What to do: Rewrite the lines of the entries between the line holding "Practice step: put one dot on the car" and the line holding "Practice step: put one dot on the quarter", inclusive, as a numbered list with blank lines left out.

Coordinate annotation entries

%%

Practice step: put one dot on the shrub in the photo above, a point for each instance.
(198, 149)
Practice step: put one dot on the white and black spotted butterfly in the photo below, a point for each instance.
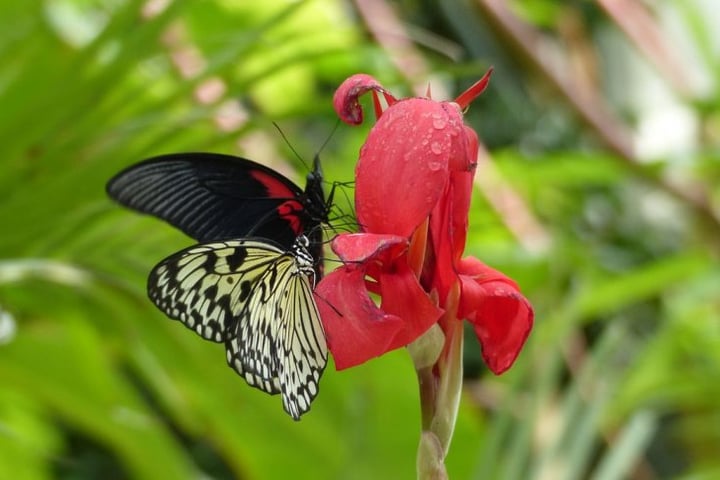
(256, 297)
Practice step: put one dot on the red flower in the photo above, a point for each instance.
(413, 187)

%%
%%

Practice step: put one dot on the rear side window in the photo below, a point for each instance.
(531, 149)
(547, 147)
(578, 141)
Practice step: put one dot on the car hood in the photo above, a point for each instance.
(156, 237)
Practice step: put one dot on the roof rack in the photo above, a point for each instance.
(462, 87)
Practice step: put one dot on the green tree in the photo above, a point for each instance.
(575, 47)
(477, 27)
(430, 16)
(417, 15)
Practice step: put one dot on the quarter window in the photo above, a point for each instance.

%%

Output of the task:
1. Practice step: put one dot on the car hood in the photo above, a point for each instance.
2. (156, 237)
3. Practice step: put one dot on the roof rack in the photo above, a point for each instance.
4. (462, 87)
5. Practice step: put one dot on the green tree in the photo above, a point for each instance.
6. (575, 47)
7. (477, 27)
8. (430, 16)
9. (417, 15)
10. Practice step: put one dot on the quarter window in the photo above, a point for each instance.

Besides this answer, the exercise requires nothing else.